Extracted data entries:
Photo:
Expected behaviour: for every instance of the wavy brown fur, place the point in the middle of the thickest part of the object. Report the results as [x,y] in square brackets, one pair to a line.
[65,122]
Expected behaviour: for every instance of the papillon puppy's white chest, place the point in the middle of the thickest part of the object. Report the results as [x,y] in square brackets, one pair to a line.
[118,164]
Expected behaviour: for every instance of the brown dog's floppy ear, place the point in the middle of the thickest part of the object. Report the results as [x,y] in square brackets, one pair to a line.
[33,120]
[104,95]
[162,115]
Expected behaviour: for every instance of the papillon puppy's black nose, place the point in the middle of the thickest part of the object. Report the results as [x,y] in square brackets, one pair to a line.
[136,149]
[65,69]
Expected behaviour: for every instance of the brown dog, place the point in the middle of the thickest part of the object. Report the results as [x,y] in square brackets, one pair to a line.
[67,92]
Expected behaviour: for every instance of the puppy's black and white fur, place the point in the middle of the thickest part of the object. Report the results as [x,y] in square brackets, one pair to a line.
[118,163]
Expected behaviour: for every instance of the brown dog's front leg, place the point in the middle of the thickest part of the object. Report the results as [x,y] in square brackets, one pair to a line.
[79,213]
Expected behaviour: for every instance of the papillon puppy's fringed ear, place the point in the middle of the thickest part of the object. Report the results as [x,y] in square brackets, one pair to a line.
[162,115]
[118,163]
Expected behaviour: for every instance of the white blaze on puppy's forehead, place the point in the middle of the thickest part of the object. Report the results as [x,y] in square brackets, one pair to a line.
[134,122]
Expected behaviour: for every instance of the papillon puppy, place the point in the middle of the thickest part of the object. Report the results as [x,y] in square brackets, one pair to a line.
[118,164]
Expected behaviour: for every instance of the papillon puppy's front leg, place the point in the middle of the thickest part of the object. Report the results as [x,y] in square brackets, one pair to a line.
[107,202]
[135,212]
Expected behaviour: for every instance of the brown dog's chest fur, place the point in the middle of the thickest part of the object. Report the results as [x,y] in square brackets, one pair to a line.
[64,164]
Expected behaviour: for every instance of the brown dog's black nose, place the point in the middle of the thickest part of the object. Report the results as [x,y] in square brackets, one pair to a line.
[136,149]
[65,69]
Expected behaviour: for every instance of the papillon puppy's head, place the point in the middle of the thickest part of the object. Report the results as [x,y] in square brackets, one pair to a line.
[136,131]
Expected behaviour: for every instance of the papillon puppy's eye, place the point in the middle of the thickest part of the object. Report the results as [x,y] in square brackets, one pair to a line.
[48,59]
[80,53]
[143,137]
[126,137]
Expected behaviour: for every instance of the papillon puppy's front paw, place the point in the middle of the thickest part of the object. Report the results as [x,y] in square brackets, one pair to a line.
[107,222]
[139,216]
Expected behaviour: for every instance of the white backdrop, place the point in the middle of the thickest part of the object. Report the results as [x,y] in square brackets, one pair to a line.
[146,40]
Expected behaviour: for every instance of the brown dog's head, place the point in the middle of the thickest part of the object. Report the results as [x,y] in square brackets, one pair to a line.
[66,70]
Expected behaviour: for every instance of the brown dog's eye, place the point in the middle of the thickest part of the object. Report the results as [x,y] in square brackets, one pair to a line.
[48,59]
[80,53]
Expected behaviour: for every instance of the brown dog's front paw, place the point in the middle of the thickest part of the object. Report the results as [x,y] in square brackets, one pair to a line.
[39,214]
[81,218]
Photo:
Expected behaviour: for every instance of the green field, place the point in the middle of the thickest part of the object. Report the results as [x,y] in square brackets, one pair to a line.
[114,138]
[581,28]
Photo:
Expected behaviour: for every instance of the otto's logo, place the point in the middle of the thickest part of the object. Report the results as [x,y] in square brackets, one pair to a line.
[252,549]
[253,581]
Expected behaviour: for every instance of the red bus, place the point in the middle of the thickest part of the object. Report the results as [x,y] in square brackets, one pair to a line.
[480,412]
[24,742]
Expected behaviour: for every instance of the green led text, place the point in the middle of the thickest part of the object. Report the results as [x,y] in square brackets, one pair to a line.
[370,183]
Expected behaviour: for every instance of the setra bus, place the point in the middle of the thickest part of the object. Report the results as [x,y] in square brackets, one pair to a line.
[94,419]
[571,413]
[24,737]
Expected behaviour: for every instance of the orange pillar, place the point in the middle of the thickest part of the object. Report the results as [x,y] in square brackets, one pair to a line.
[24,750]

§ What the task requires
Repeat word for word the stretch of rows from the line containing "Expected behaviour: for every instance of the green led" through the end of the rows, and nothing else.

§ Final result
Expected behaviour: for every instance of the green led text, place the point in the middle of the thickest part of the object. Report the results as [x,y] in square brackets, one pair to a line.
[370,183]
Expected behaviour: for every instance of the setra bus, place the point in the middle of the thickest part of the object. Report the results as [x,y] in square brackets, one pair to a line.
[94,419]
[571,413]
[24,737]
Expected behaviour: for every instance of the orange pillar, place the point in the middle of the thickest part of the object. Report the results as [x,y] in square brackets, one pair to a line.
[24,750]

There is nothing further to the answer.